__Written request__. Repeat every entry in the listing below, exactly.
━━━ Extracted entries
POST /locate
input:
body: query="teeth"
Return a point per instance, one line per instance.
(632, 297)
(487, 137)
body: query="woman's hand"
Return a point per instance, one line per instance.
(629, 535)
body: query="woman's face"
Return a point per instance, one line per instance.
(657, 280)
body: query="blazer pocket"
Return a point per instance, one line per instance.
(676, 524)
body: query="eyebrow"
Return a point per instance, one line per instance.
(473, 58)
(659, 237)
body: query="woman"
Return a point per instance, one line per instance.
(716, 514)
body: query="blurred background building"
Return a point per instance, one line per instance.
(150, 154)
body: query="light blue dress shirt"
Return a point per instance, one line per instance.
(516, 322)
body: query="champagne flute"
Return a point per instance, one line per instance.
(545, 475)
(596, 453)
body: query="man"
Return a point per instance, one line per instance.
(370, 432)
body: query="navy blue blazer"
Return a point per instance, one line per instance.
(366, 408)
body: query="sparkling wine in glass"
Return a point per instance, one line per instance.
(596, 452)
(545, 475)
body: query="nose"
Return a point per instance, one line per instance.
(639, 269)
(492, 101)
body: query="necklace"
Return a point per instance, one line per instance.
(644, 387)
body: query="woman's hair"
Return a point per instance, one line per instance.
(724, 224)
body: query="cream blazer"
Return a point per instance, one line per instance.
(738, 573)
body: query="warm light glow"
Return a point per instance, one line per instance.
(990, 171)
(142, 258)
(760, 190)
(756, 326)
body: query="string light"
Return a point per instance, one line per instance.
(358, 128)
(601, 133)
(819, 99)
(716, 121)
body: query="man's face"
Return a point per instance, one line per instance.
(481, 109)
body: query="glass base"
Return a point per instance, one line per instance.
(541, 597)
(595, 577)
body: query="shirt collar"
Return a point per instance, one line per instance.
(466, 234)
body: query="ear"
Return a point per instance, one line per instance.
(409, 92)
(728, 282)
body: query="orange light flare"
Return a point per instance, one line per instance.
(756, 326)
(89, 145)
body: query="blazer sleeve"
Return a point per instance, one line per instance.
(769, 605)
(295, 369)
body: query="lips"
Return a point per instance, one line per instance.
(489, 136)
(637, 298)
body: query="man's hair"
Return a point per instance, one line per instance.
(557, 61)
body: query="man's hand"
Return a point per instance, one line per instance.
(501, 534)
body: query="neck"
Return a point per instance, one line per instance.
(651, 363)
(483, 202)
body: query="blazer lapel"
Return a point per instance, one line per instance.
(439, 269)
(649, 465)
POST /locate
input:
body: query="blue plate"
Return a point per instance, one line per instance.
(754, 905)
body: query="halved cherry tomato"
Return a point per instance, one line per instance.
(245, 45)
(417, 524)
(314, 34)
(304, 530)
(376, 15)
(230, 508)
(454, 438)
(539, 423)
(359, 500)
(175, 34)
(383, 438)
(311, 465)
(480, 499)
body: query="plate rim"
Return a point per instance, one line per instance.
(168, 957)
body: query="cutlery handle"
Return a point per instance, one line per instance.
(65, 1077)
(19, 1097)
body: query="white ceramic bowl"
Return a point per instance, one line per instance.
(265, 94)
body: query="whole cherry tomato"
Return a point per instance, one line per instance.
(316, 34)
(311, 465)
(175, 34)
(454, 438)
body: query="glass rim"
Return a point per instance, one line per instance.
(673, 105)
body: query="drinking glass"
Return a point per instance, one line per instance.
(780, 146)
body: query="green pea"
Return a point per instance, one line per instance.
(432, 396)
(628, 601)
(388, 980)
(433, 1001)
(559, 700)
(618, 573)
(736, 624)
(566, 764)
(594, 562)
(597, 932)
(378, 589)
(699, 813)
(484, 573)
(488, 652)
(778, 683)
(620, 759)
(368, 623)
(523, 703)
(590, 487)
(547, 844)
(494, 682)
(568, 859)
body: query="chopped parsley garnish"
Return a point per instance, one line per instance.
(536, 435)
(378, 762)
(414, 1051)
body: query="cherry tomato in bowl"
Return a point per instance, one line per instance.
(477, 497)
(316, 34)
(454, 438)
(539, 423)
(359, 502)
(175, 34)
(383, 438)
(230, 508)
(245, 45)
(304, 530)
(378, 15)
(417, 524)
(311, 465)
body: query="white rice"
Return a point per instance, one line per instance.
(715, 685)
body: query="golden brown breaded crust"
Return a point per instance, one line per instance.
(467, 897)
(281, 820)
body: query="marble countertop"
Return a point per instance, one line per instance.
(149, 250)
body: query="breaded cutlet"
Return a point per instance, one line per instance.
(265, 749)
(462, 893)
━━━━━━
__Task response__.
POST /locate
input:
body: query="teeth"
Return a point per instance, one line per instance.
(632, 297)
(487, 137)
body: query="woman's hand"
Return a point per instance, one line per instance.
(629, 535)
body: query="woman's face"
Return a point per instance, one line per instance.
(657, 280)
body: query="blazer pocket"
Return a point per instance, one line per instance.
(676, 524)
body: query="eyebrow"
Return a point per instance, one line per instance.
(473, 58)
(659, 237)
body: query="woman"
Return a point per instance, one line per instance.
(716, 514)
body: query="blurred background building"
Return a point per instance, one line per instance.
(150, 154)
body: query="light blue dress shirt"
Return a point per instance, one line per instance.
(516, 322)
body: query="champagne flute"
Return a point per instance, one line per instance.
(545, 475)
(596, 453)
body: query="man"
Return a point per instance, one line per instance.
(370, 432)
body: query="navy blue blazer"
Return a point per instance, one line per instance.
(366, 408)
body: query="sparkling wine in glass"
Return a point per instance, one line per instance.
(596, 452)
(545, 475)
body: query="nose"
Return a point per instance, one line per instance.
(639, 269)
(492, 101)
body: query="necklace"
Return a point per instance, one line per instance.
(644, 387)
body: query="woman's hair"
Return a point per instance, one line per instance.
(724, 224)
body: query="cream blazer"
Return a point per instance, one line per instance.
(738, 573)
body: query="warm light glow"
Return a point per instance, one line per instance.
(990, 171)
(142, 258)
(760, 190)
(756, 326)
body: query="string light"
Return a point per instance, one line per instance.
(358, 128)
(601, 133)
(819, 99)
(716, 121)
body: query="man's face"
Return a point per instance, one line per instance.
(481, 109)
body: query="glass base"
Return a point per instance, one line per instance.
(541, 597)
(595, 577)
body: query="shirt collar"
Return a point per instance, one line per instance.
(466, 234)
body: query="ear"
Return a point per instance, one line per instance.
(409, 92)
(728, 282)
body: query="orange light flare"
Return a point per instance, one line per instance.
(756, 326)
(89, 145)
body: query="blazer sleeve"
Return a point per instance, one line per instance.
(769, 605)
(295, 369)
body: query="lips"
Return a point per instance, one line per instance.
(489, 136)
(637, 298)
body: query="man's hair"
Return a point per instance, one line per instance.
(557, 61)
body: query="man's hand"
Return a point per instance, one line per instance.
(501, 534)
body: query="neck"
Return a point per instance, one line per instance.
(651, 363)
(483, 202)
body: query="blazer lapel"
Return a point per instance, one line per instance.
(439, 269)
(649, 465)
POST /locate
input:
body: query="blue plate"
Return a point per instance, one line per instance.
(754, 905)
body: query="halved cherry tomato"
Return a point per instance, one line per instance.
(245, 45)
(417, 524)
(314, 34)
(304, 530)
(376, 15)
(230, 508)
(454, 438)
(539, 423)
(359, 500)
(175, 34)
(383, 438)
(311, 465)
(480, 499)
body: query="plate rim"
Return a point per instance, one line per instance.
(168, 957)
body: query="cutlery handle"
Return a point per instance, one line per instance.
(65, 1077)
(19, 1097)
body: query="white ceramic bowl"
Return a point per instance, one line per instance.
(265, 94)
body: query="whole cherry tomato"
Return a point per instance, one line per instance.
(316, 34)
(311, 465)
(175, 34)
(454, 438)
body: query="glass rim"
Return a point per instance, one line per instance.
(673, 105)
body: query="drinking glass"
Return a point per instance, one line per instance.
(780, 146)
body: query="green pea"
Return a point per instance, one line per instance.
(432, 396)
(628, 601)
(388, 980)
(433, 1001)
(559, 700)
(618, 573)
(736, 624)
(566, 764)
(594, 562)
(597, 932)
(378, 589)
(699, 813)
(484, 573)
(488, 652)
(778, 683)
(620, 759)
(368, 623)
(523, 703)
(590, 487)
(547, 844)
(494, 682)
(568, 859)
body: query="chopped parsley garnish"
Return a point per instance, one line per instance.
(536, 435)
(378, 762)
(414, 1051)
body: query="cherry tomato in bowl"
Return a point per instance, one line per instance.
(477, 497)
(316, 34)
(454, 438)
(539, 423)
(359, 502)
(175, 34)
(383, 438)
(230, 508)
(245, 45)
(304, 530)
(378, 15)
(417, 524)
(311, 465)
body: query="white rice"
Return a point per instance, one line per instance.
(715, 685)
body: query="golden brown breaded crust"
Return a point per instance, one line per instance.
(467, 897)
(281, 820)
body: query="marble countertop"
Return a point per instance, one line per instance.
(149, 250)
body: query="breaded cutlet"
Return a point per instance, one line per instance.
(265, 749)
(462, 893)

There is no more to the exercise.